▸ Stated problem
Please lay out the data below as a numbered list, one line per item, and leave out any blank lines.

▸ Data lines

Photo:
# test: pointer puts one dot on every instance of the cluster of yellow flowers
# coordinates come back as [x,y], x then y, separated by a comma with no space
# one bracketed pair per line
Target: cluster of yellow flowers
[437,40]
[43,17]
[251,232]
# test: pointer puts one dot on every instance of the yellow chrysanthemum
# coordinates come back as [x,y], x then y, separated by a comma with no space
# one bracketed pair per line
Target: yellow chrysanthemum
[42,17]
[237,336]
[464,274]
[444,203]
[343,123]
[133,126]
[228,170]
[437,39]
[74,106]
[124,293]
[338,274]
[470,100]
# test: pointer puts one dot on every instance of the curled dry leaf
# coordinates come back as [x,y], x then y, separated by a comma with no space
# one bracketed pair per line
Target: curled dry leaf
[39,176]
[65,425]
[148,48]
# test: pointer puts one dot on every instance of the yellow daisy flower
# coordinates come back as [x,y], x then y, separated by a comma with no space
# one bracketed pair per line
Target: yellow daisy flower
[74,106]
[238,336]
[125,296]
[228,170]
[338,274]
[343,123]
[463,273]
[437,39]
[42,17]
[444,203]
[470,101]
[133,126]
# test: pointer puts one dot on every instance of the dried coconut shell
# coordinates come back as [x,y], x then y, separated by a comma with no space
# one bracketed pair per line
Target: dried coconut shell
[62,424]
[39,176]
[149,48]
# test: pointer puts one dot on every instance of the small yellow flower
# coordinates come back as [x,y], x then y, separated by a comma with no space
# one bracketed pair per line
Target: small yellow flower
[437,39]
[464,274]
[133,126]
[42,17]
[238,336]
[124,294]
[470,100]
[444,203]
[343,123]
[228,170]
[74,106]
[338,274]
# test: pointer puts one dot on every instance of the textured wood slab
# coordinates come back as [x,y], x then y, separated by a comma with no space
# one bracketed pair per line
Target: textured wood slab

▸ Output below
1. Photo:
2. # test: pointer puts one dot on every instance of the cluster of yellow flowers
3. # coordinates come back as [x,y], x then y, separated by a comma with no space
4. # one bracketed pair per line
5. Target: cluster of yellow flowers
6. [437,40]
7. [43,17]
8. [251,232]
9. # test: pointer puts one dot on every instance of the yellow chrysanthemum
10. # coordinates come back as [x,y], x then y, separated by a comma with no space
11. # one bracketed pair per line
12. Target: yellow chrysanthemum
13. [42,17]
14. [237,336]
15. [464,274]
16. [444,203]
17. [343,123]
18. [133,126]
19. [228,170]
20. [437,39]
21. [74,106]
22. [124,293]
23. [338,274]
24. [470,100]
25. # test: pointer puts one dot on every instance of the curled dry leaf
26. # coordinates come back as [x,y], x then y, separated by a comma with no space
27. # one bracketed pair per line
28. Target: curled dry leaf
29. [39,176]
30. [65,425]
31. [148,48]
32. # test: pointer puts one dot on every instance of the yellow daisy flower
33. # coordinates come back as [x,y], x then y, separated by a comma with no space
34. # one bracketed pair per line
35. Target: yellow daisy flower
36. [74,106]
37. [238,336]
38. [125,296]
39. [228,170]
40. [338,274]
41. [343,123]
42. [463,273]
43. [437,39]
44. [42,17]
45. [444,203]
46. [470,101]
47. [133,126]
48. # test: pointer puts one dot on every instance of the dried coconut shell
49. # coordinates come back as [x,y], x then y, separated by a comma with no space
50. # one bracketed pair per line
51. Target: dried coconut shell
52. [62,424]
53. [39,176]
54. [149,48]
55. # test: pointer puts one dot on every instance of the small yellow flower
56. # coordinates come back as [x,y], x then y, separated by a comma with no space
57. # one bracketed pair per line
58. Target: small yellow flower
59. [437,39]
60. [464,274]
61. [133,126]
62. [42,17]
63. [238,336]
64. [124,294]
65. [470,100]
66. [444,203]
67. [343,123]
68. [228,170]
69. [74,106]
70. [338,274]
71. # test: pointer puts one dot on every instance of the textured wood slab
72. # coordinates come back as [x,y], x then y, separated by a comma with no space
73. # one bracketed pair per line
74. Target: textured wood slab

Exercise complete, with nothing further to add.